=== TEKS BACAAN ===
Sejak kejadian
pembakaran bendera tauhid di Garut beberapa hari lalu, saya tertarik untuk
menelusuri lebih dalam tentang bendera hitam dalam kitab-kitab Hadis. Prof. Nadirsyah
Hosen sebagai bahan bedah dari saya (selanjutnya akan saya ganti dengan kata pengganti penulis) sebenarnya sudah punya tulisan mengenai masalah ini, tapi kurang mantap
rasanya jika tidak ber-ijtihad sendiri dan cuma mengandalkan tulisan orang. Sebagai
seorang pelajar saya berusaha untuk mencari juga, lagi pula kesimpulan Prof.
Nadir bahwa semua hadits yang berkaitan dengan panji hitam adalah hadis-hadis
lemah saya rasa kurang tepat.
Berikut point-point yang bisa saya simpulkan:
1. Warna
Bendera Rasulullah Saw
Semasa
hidupnya, Rasulullah Saw memiliki banyak bendera, yang terdiri dari beberapa
bendera besar (Ar-Rayah) dan bendera kecil (Al-Liwa'). Syekh Yusuf Bin Ismail an-Nabhani
dalam kitab Syamail-nya menyebutkan:
ﻛﺎﻧﺖ
ﺭﺍﻳﺔ ﺭﺳﻮﻝ ﺍﻟﻠﻪ ﺻﻠﻰ ﺍﻟﻠﻪ ﻋﻠﻴﻪ ﻭ ﺳﻠﻢ ﺳﻮﺩﺍﺀ ﻭ ﻟﻮﺍﺀﻩ ﺍﺑﻴﺾ
" bendera
besar (Rayah) Rasulullah Saw berwarna hitam, sedangkan bendera kecilnya (liwa')
berwarna putih "
Sayyid Muhammad
al-Maliki dalam Tarikhul Hawadits berkata:
ﻭ
ﻛﺎﻧﺖ ﻟﻪ ﺭﺍﻳﺔ ﺳﻮﺩﺍﺀ ﻳﻘﺎﻝ ﻟﻬﺎ ﺍﻟﻌﻘﺎﺏ ﻭ ﺃﺧﺮﻯ ﺻﻔﺮﺍﺀ ﻛﻤﺎ ﻓﻲ ﺳﻨﻦ ﺃﺑﻲ ﺩﺍﻭﺩ ﻭ ﺃﺧﺮﻯ
ﺑﻴﻀﺎﺀ ﻳﻘﺎﻝ ﻟﻬﺎ ﺍﻟﺰﻳﻨﺔ
"
Rasulullah Saw memiliki bendera hitam yang dinamakan "Al-Uqob",
beliau juga memiliki bendera berwarna kuning seperti keterangan dalam Sunan Abu
Dawud, satu lagi bendera beliau yaitu panji berwarna putih yang dinamakan
"Az-Zinah"
Dari sini bisa
kita ketahui bahwa Rasulullah Saw memiliki beberapa bendera dan juga warna yang
berbeda-beda, bukan melulu hitam saja. Menurut Al-Hafidz Ibnu Hajar
bendera-bendera itu digunakan dalam waktu yang berlainan.

=== SOAL TUGAS A ===
Tulis kembali bagian teks tentang bendera Rasulullah, mulai dari "Dari sini bisa" dan berakhir pada "waktu yang berlainan.", dengan menukar "Rasulullah Saw" menjadi "Nabi Muhammad Saw".
=== SOAL TUGAS B ===
Teruskan teks tentang bendera Rasulullah Saw dari kalimat terakhirnya.
Catatan yang menyusul tidak dipakai sama sekali di sini.

=== DATA TERSEDIA ===
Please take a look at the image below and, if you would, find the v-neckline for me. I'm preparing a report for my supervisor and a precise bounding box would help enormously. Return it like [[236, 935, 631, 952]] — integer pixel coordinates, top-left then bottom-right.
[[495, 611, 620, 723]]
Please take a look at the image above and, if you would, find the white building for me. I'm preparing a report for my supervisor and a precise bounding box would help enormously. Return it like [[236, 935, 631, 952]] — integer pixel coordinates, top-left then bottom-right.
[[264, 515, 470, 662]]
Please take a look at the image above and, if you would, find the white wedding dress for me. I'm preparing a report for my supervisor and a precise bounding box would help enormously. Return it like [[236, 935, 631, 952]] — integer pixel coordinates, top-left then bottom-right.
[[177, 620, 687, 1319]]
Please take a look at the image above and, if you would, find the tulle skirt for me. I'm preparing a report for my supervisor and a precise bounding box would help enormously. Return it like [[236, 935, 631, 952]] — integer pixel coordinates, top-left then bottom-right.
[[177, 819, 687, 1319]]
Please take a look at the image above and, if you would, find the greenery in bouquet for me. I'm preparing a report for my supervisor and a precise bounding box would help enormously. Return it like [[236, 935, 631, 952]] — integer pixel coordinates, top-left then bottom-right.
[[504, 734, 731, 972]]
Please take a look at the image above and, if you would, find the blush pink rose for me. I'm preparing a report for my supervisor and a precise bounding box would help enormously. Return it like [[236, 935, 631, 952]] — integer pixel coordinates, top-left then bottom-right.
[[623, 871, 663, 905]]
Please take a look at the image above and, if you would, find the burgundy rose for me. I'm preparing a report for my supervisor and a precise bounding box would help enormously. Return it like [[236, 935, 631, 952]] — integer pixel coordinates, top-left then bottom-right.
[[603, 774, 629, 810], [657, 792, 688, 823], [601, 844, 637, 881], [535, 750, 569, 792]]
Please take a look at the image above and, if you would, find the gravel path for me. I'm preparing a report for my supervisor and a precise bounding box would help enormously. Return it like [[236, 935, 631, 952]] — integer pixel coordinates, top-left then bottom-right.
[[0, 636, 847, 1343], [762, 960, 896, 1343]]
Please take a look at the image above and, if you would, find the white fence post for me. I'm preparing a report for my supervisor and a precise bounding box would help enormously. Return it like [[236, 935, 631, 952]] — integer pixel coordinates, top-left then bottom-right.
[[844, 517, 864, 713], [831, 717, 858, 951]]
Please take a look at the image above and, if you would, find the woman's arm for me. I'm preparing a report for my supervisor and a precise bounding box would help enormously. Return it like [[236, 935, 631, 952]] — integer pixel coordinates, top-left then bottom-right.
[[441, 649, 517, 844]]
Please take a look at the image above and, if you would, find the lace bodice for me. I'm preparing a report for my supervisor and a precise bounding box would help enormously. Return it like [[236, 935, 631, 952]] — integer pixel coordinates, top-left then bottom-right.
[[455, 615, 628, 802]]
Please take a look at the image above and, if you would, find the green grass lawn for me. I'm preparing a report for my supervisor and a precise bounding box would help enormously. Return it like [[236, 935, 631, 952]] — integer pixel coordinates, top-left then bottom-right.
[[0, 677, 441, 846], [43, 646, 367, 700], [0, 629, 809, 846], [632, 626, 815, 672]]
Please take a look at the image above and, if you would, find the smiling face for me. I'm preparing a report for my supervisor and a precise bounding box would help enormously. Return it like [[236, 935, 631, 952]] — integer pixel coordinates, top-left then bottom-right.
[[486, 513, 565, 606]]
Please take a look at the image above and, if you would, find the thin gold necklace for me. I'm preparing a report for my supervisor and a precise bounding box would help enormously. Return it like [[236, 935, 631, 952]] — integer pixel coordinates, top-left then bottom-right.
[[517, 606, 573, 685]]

=== JAWABAN LATIHAN A ===
Dari sini bisa
kita ketahui bahwa Nabi Muhammad Saw memiliki beberapa bendera dan juga warna yang
berbeda-beda, bukan melulu hitam saja. Menurut Al-Hafidz Ibnu Hajar
bendera-bendera itu digunakan dalam waktu yang berlainan.

=== JAWABAN LATIHAN B ===
(entah kenapa
gerombolan radikal seperti ISIS, Al-Qaeda dll lebih memilih warna hitam dari
pada warna Royah Rasulullah lainnya. kuning misalnya? Hemat saya karena warna
hitam terlihat lebih galak, seram dan sangar, menunjukkan identitas mereka
sebagai kelompok radikal).
Dalam konteks ini harusnya
penulis ingat dalam mustholah Hadits ada qaidah:
الجمع
بين الروايات أولى من إهمال
“Bahwa riwayat
yang banyak itu menguatkan satu sama lain”
Bahkan kalau
ada yg sampai tingkatan syahid atau mutabi' bisa merubah hadits yg dhoif
jadi Hasan lighoirih, hasan jadi Shohih Lighoirih. Ini poin yang
perlu difahami.
Dan perbedaan
warna tidak menafikan satu sama lain, karena sangat mungkin Rosulullah saw
punya beberapa Bendera semasa Kerasulannya.
dan warna apapun
yang dipakai diantara riwayat-riwayat tersebut, selama riwayatnya masih bisa
diambil maka dia telah mengambil salah satu dari warna yang ada pada Rasulullah
saw. Dan bendera hitam termasuk bendera
Nabi Saw.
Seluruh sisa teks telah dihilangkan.